Exercise details
Show every row below that contains the word "carpet", copying each such row in full.

Material supplied
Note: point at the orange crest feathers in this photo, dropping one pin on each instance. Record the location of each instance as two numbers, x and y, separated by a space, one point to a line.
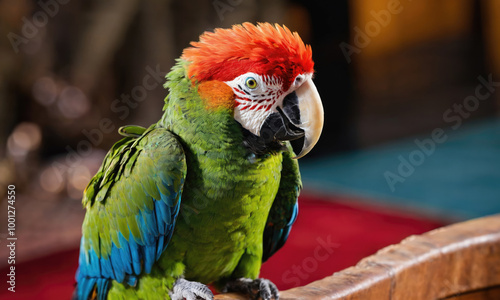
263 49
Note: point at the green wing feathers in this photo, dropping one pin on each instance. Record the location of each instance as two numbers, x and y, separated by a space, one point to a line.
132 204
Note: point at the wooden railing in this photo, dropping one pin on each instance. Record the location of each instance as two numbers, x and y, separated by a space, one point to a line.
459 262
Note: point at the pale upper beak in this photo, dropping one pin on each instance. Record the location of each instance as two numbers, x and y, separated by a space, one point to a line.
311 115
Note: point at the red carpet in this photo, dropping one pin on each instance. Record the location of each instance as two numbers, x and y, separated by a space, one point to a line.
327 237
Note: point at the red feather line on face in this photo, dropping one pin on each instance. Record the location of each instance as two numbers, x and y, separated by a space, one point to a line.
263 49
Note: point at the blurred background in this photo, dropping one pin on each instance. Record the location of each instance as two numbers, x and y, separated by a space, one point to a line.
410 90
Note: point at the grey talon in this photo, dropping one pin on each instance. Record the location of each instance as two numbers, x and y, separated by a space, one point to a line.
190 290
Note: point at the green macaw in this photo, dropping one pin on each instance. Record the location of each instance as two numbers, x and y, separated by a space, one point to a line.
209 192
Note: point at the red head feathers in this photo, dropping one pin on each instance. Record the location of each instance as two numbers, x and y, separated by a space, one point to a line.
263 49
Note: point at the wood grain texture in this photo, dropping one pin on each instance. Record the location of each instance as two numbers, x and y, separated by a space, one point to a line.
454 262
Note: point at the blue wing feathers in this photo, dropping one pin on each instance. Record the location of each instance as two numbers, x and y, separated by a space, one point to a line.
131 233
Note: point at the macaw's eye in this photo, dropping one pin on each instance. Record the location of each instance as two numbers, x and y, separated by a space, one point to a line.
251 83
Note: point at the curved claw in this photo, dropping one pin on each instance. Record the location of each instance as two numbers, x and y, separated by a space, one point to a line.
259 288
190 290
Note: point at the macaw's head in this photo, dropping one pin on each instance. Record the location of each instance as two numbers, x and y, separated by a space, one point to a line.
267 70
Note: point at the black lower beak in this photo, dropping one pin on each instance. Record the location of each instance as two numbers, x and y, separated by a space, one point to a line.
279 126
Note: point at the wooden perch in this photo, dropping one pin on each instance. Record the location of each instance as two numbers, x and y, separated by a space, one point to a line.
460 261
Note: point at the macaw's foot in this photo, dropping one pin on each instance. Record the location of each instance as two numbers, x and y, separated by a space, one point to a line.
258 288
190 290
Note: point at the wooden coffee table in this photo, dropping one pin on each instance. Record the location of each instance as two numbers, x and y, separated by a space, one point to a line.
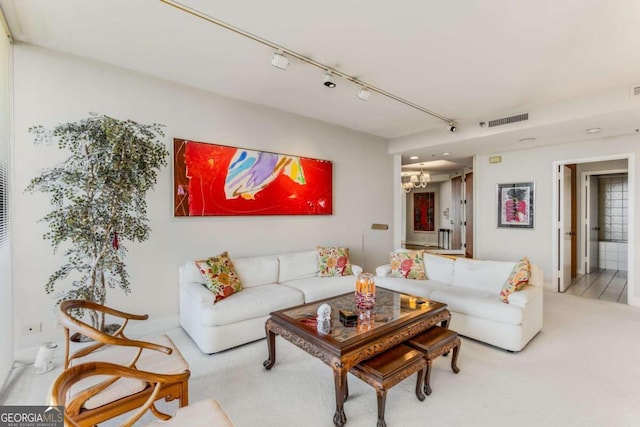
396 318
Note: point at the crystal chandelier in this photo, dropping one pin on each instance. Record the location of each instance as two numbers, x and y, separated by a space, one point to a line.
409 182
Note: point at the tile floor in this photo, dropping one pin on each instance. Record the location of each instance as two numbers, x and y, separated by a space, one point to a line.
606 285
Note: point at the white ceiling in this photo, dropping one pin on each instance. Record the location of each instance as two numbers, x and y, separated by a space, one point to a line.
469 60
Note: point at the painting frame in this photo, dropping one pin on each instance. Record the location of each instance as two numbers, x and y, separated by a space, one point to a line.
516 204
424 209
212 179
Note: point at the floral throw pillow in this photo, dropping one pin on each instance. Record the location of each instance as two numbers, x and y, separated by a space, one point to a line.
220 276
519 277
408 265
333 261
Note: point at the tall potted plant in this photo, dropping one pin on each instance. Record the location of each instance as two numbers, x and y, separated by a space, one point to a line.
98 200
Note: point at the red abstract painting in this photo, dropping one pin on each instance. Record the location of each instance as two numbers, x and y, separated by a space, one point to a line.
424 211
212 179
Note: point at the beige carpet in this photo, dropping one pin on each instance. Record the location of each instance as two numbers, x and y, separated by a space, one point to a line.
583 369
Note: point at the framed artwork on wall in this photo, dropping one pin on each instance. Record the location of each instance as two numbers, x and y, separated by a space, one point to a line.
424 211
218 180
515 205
---
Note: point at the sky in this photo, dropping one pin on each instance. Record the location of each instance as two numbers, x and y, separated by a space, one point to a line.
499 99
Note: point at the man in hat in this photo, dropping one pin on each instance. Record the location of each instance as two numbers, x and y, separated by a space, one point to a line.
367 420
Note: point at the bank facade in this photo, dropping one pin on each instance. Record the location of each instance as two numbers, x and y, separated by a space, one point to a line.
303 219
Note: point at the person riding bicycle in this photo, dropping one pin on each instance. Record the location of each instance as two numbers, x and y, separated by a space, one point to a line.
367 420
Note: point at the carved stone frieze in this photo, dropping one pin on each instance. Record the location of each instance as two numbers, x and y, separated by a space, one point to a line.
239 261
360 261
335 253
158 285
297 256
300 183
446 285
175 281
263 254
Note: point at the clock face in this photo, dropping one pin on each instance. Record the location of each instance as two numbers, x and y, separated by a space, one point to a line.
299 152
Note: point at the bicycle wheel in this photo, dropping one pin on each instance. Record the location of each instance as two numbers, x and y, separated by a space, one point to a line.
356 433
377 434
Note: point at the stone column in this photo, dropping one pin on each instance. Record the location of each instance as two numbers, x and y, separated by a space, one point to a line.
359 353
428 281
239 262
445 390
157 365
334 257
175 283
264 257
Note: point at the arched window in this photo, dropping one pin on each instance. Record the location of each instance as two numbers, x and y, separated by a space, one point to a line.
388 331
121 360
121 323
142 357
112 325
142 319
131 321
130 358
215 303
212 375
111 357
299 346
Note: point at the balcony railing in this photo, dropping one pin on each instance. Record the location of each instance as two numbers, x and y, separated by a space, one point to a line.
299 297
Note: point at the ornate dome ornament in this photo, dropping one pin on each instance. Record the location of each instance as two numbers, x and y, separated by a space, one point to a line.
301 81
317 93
==
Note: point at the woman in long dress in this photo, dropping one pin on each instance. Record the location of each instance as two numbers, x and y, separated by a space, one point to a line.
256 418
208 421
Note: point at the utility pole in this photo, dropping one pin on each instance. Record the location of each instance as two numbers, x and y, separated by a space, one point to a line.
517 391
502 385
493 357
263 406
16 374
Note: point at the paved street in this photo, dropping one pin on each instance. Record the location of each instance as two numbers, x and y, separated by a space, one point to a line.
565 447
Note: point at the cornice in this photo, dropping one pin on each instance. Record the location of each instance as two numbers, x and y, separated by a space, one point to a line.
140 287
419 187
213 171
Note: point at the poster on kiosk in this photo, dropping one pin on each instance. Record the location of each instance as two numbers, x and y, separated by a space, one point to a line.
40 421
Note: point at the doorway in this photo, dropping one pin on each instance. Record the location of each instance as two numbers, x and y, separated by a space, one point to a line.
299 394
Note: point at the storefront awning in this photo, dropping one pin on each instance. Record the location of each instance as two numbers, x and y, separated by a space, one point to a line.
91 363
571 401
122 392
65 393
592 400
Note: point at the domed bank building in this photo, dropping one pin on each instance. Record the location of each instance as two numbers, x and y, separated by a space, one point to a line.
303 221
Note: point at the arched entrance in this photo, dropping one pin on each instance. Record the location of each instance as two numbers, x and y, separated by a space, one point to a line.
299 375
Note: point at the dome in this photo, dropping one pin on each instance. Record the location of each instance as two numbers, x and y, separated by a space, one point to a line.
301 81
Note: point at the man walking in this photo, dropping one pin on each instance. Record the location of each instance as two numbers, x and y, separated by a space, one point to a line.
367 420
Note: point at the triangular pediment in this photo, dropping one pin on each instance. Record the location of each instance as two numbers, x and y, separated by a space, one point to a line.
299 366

Written answer
Note: point at the red carpet in this photo, dropping one pin on each instance. Record the location of each instance as two numbers, x and y, separated by a space, one point to a line.
Note: point at the beige carpet in this photo, dropping one pin on each instance. Record the location of each instance as two numbers, x and y, separated by a space, one point to a line.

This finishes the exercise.